• **PARTS OF THE EXERCISE**:
A – Summarize the forum thread on temporary work visas in two sentences.
B – Continue the forum thread on temporary work visas from the point where it stops.

• **EXTRACT PROVIDED**:
****************************************
# Types of temporary work visas (2-5 years)



## G.Mac. (Oct 23, 2012)

Hi everyone!

I'm a relatively new member and have contributed a few posts on the Portugal forum; to be brief, I'm originally from Brazil and live and work in the UK (Manchester). I came here originally in 2007 to study Marketing and graduated summer '10, and have been working for a large US financial services firm for the past 18 months (business area is Investment Services).

I've lived in 9 countries and have been here in the UK for 5 years now, never had a chance to live in North America but it's a place that interests me.

So back on topic now! What possibilities are there of temporary work in Canada? As the title implies anything between 2-5 years. From what I have read it's all dependent on having a job offer from a Canadian employer and sponsorship correct? From what I have also read only UK citizens are eligible for the Working Holiday Visa program? (Note I'm not eligible for UK nationality as a student visa doesn't count toward 5 years). 

So I believe that leaves two possibilities - A) A company transfer? B) Searching/applying for jobs in Canada and hoping to impress enough for sponsorship (how realistic is that option?)

Thanks in advance for all responses.


----------



## Auld Yin (Mar 10, 2009)

G.Mac. said:


> Hi everyone!
> 
> I'm a relatively new member and have contributed a few posts on the Portugal forum; to be brief, I'm originally from Brazil and live and work in the UK (Manchester). I came here originally in 2007 to study Marketing and graduated summer '10, and have been working for a large US financial services firm for the past 18 months (business area is Investment Services).
> 
> ...
****************************************
• **DATA PROVIDED**:
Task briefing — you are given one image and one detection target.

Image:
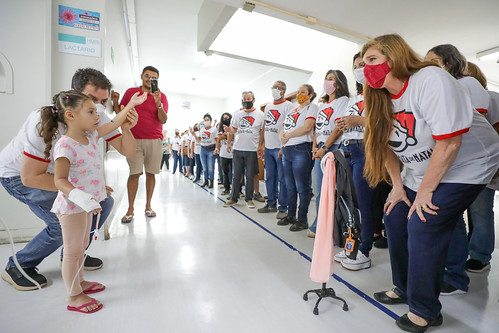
****************************************
• **WRITTEN RESPONSES**:
A – A member originally from Brazil, who has lived in the UK for five years and works for a large US financial services firm, asks what options exist for temporary work of two to five years in Canada. He understands that this depends on a job offer and sponsorship from a Canadian employer and that only UK citizens are eligible for the Working Holiday Visa, so he sees a company transfer or applying for jobs in Canada as his two possibilities.

B –
I'm sorry to say but it isn't too realistic. Getting into/working in Canada is becoming even more difficult. Your two possibilities are correct and sponsorship will be very difficult unless you have highly specialist skills.


----------



## G.Mac. (Oct 23, 2012)

Thanks Auld Yin I figured it might have been something along those lines. I'm also guessing even the skilled immigration route based on points (67 points I believe) is dependent on a job offer? 

And having mentioned it becoming more difficult has that been a growing trend in recent years and will continue or has it been quite sudden?


----------



## Auld Yin (Mar 10, 2009)

G.Mac. said:


> Thanks Auld Yin I figured it might have been something along those lines. I'm also guessing even the skilled immigration route based on points (67 points I believe) is dependent on a job offer?
> 
> And having mentioned it becoming more difficult has that been a growing trend in recent years and will continue or has it been quite sudden?


 It has been a growing trend in recent years but abuse of the Temporary Worker programme has caused even more tightening recently.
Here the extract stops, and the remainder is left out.